--- Task statement ---
Arrange every line of the listing below as a numbered list, skipping any blank lines. Leave the pictures out of your answer.

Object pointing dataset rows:
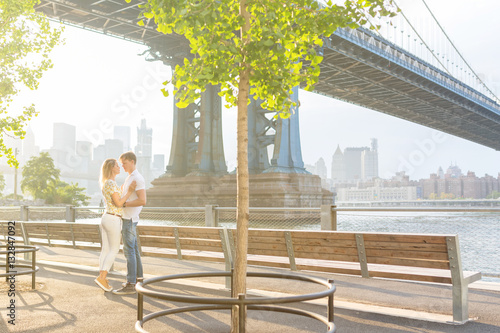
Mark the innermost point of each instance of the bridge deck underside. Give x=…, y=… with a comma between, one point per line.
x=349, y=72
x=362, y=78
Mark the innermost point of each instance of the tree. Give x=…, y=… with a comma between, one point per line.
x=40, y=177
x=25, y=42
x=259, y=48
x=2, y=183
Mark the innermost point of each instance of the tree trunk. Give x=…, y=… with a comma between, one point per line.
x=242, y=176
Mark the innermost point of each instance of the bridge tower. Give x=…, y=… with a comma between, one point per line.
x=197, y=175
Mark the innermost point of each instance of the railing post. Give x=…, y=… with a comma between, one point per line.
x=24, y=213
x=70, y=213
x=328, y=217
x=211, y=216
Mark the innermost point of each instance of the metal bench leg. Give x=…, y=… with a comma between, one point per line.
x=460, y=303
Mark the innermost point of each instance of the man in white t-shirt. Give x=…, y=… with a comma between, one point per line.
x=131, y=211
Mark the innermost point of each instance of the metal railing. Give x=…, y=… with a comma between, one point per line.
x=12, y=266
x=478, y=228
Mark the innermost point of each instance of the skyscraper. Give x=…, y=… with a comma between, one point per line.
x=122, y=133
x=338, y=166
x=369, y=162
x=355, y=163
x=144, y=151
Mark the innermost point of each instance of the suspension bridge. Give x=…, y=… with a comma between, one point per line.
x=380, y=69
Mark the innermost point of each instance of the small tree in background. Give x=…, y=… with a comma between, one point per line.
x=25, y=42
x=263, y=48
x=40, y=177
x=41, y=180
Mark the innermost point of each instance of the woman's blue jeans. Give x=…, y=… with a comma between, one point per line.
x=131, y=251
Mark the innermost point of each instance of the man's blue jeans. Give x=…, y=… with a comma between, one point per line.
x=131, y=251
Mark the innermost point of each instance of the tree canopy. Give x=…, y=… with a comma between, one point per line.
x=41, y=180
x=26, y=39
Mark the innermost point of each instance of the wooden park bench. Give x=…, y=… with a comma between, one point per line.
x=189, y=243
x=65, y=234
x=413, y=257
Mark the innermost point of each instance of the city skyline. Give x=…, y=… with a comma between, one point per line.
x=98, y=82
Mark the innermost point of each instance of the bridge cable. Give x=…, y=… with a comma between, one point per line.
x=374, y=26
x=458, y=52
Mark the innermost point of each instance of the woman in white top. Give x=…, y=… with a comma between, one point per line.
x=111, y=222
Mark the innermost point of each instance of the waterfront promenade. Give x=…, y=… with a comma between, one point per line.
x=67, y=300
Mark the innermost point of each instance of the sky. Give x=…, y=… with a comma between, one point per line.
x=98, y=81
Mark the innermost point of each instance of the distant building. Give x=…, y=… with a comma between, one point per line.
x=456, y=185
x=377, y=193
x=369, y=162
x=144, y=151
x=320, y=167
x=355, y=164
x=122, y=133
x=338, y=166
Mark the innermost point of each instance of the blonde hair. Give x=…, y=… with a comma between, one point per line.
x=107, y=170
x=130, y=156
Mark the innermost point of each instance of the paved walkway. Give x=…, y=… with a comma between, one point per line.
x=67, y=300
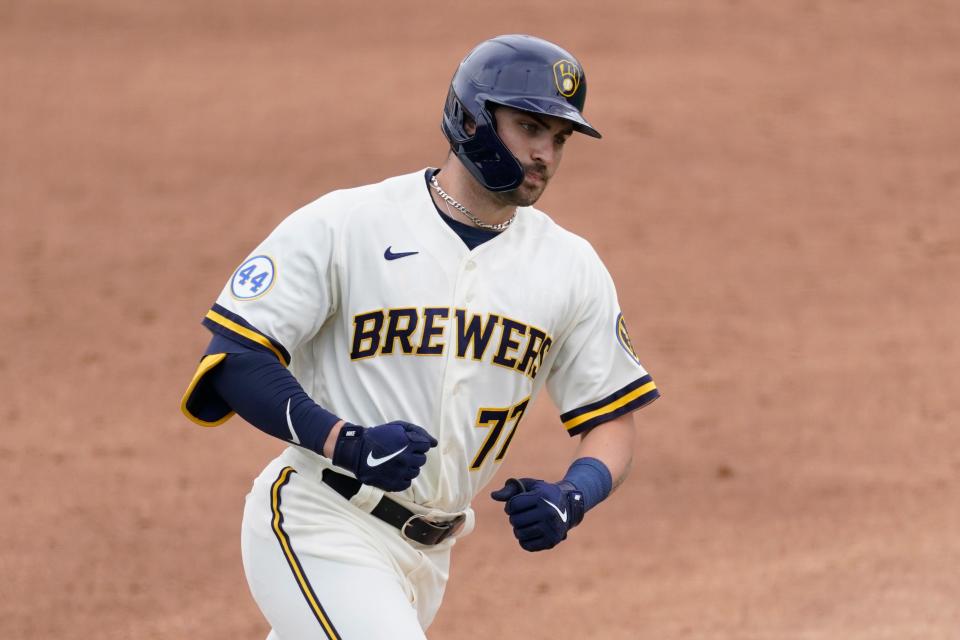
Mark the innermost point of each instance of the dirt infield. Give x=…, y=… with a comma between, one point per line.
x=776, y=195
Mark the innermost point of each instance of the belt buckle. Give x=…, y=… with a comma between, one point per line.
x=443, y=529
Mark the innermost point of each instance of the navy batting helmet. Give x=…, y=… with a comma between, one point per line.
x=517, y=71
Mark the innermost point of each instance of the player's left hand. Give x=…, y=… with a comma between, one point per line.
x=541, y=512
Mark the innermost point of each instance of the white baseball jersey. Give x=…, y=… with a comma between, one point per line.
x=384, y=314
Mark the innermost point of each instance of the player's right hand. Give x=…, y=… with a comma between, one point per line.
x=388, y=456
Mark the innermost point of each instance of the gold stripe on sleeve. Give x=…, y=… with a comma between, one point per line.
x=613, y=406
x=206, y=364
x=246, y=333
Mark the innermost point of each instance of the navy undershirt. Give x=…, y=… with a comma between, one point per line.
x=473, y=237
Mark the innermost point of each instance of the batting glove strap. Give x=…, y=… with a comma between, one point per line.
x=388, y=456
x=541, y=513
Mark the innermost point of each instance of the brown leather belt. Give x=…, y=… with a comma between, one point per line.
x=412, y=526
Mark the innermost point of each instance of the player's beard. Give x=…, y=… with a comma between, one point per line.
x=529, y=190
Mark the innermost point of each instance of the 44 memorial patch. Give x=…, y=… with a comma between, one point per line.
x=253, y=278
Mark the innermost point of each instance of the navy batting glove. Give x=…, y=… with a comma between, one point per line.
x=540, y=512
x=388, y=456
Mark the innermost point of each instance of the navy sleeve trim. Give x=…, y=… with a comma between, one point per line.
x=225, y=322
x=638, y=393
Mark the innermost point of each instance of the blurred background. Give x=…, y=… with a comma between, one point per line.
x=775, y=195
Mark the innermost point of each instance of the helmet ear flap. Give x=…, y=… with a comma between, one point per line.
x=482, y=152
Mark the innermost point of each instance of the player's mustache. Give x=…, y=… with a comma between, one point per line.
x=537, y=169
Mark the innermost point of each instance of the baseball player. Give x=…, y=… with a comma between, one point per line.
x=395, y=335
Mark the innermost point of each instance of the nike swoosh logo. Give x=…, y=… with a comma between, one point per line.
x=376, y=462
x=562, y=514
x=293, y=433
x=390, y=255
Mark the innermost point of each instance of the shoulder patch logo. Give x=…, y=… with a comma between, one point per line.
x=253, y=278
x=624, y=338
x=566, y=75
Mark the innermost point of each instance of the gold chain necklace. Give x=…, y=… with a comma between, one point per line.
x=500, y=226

--- Task answer ---
1. Mark the innermost point of each instance of the bridge deck underside. Give x=…, y=… with a comma between, one point per line.
2. x=349, y=72
3. x=362, y=78
4. Mark the innermost point of each instance of the tree. Give x=…, y=… with a comma between, one point per line.
5. x=40, y=177
6. x=25, y=42
7. x=259, y=48
8. x=2, y=183
9. Mark the innermost point of each instance of the tree trunk. Give x=…, y=… with a comma between, one point per line.
10. x=242, y=176
11. Mark the innermost point of each instance of the bridge tower. Give x=…, y=… with a comma between, one point per line.
12. x=197, y=175
13. Mark the innermost point of each instance of the railing post. Give x=…, y=… with a comma between, one point per line.
14. x=24, y=213
15. x=70, y=213
16. x=328, y=217
17. x=211, y=216
18. Mark the innermost point of each instance of the metal bench leg. Give x=…, y=… with a comma between, one point per line.
19. x=460, y=303
20. Mark the innermost point of each instance of the man in white t-shirt. Give x=…, y=… with a comma between, one point per line.
21. x=131, y=211
22. Mark the innermost point of each instance of the metal railing. Give x=…, y=… with a comma between, one point per line.
23. x=12, y=266
24. x=478, y=228
25. Mark the innermost point of each instance of the skyscraper. Give x=…, y=… with a comma between, one point per line.
26. x=122, y=133
27. x=338, y=166
28. x=369, y=162
29. x=355, y=163
30. x=144, y=151
31. Mark the innermost point of each instance of the suspension bridge. Give x=…, y=… with a comma between, one point per line.
32. x=380, y=69
33. Mark the innermost point of each instance of the small tree in background. Give x=…, y=… with a comma between, one point per line.
34. x=25, y=42
35. x=263, y=48
36. x=40, y=177
37. x=41, y=180
38. Mark the innermost point of each instance of the woman's blue jeans. Give x=…, y=… with a comma between, one point per line.
39. x=131, y=251
40. Mark the innermost point of each instance of the man's blue jeans. Give x=…, y=… with a comma between, one point per line.
41. x=131, y=251
42. Mark the innermost point of each instance of the tree canopy. Give x=…, y=… with a comma between, one point per line.
43. x=41, y=180
44. x=26, y=39
45. Mark the innermost point of each instance of the wooden park bench. Give x=…, y=… with a comma between, one point per line.
46. x=189, y=243
47. x=65, y=234
48. x=413, y=257
49. Mark the innermost point of each instance of the city skyline. Give x=…, y=… with a comma between, one point per line.
50. x=98, y=82
51. Mark the innermost point of each instance of the bridge cable. Give x=…, y=… with a comma between, one point per line.
52. x=374, y=26
53. x=458, y=52
54. Mark the innermost point of each instance of the woman in white top. Give x=…, y=… with a comma between, one point per line.
55. x=111, y=222
56. Mark the innermost point of each instance of the waterfront promenade. Give x=…, y=… with a comma between, one point per line.
57. x=67, y=300
58. Mark the innermost point of each instance of the sky. Give x=…, y=… with a comma between, one point per line.
59. x=98, y=81
60. Mark the innermost point of each instance of the distant building. Give x=…, y=… with a comma between, one point per line.
61. x=456, y=185
62. x=377, y=193
63. x=369, y=162
64. x=144, y=151
65. x=320, y=167
66. x=355, y=164
67. x=122, y=133
68. x=338, y=166
69. Mark the innermost point of each instance of the blonde hair. Give x=…, y=… with a comma between, one point per line.
70. x=107, y=170
71. x=130, y=156
72. Mark the innermost point of each instance of the paved walkway. Give x=…, y=… with a comma between, one point per line.
73. x=67, y=300
74. Mark the innermost point of each instance of the dirt infield. Give x=…, y=… with a comma between, one point per line.
75. x=776, y=195
76. Mark the innermost point of each instance of the belt buckle. Give x=…, y=… with a comma between, one point per line.
77. x=443, y=529
78. Mark the innermost point of each instance of the navy batting helmet. Give x=…, y=… with a comma between, one point per line.
79. x=517, y=71
80. Mark the innermost point of each instance of the player's left hand. Give x=…, y=… with a comma between, one point per line.
81. x=541, y=512
82. Mark the innermost point of each instance of the white baseball jersey. Give x=…, y=… with a comma between, one point per line.
83. x=384, y=314
84. Mark the innermost point of each instance of the player's right hand. Give x=…, y=… with a comma between, one point per line.
85. x=388, y=456
86. Mark the innermost point of each instance of the gold stripe on sleeve. Give x=…, y=… with a comma between, one point per line.
87. x=613, y=406
88. x=206, y=364
89. x=246, y=333
90. Mark the innermost point of each instance of the navy undershirt. Give x=…, y=… with a comma between, one point per line.
91. x=473, y=237
92. Mark the innermost point of each instance of the batting glove strap. Give x=…, y=… with a comma between, one point per line.
93. x=388, y=456
94. x=541, y=513
95. Mark the innermost point of each instance of the brown leather belt. Give x=…, y=… with a comma between, one point per line.
96. x=412, y=526
97. Mark the innermost point of each instance of the player's beard. Give x=…, y=… with a comma between, one point per line.
98. x=529, y=190
99. Mark the innermost point of each instance of the 44 memorial patch. Give x=…, y=… with a comma between, one point per line.
100. x=253, y=278
101. Mark the innermost point of each instance of the navy batting glove. Give x=…, y=… with a comma between, one point per line.
102. x=540, y=512
103. x=388, y=456
104. Mark the innermost point of each instance of the navy sleeve trim. Give x=…, y=… with a comma between, one point per line.
105. x=225, y=322
106. x=638, y=393
107. Mark the innermost point of each instance of the blurred background. Give x=…, y=… with a comma between, one point per line.
108. x=775, y=195
109. Mark the innermost point of each instance of the helmet ear flap. Give x=…, y=… with a comma between, one point per line.
110. x=482, y=152
111. Mark the innermost point of each instance of the player's mustache. Give x=…, y=… with a comma between, one point per line.
112. x=537, y=169
113. Mark the innermost point of each instance of the baseball player. Give x=…, y=… with a comma between, one point per line.
114. x=395, y=335
115. Mark the innermost point of each instance of the nike swoosh logo. Give x=…, y=… with a comma between, one point per line.
116. x=376, y=462
117. x=562, y=514
118. x=293, y=433
119. x=390, y=255
120. Mark the innermost point of each instance of the shoulder patch logo. Give x=…, y=… with a comma between, one point per line.
121. x=253, y=278
122. x=624, y=338
123. x=566, y=75
124. Mark the innermost point of each instance of the gold chain necklace. Give x=…, y=… with a comma between, one point per line.
125. x=500, y=226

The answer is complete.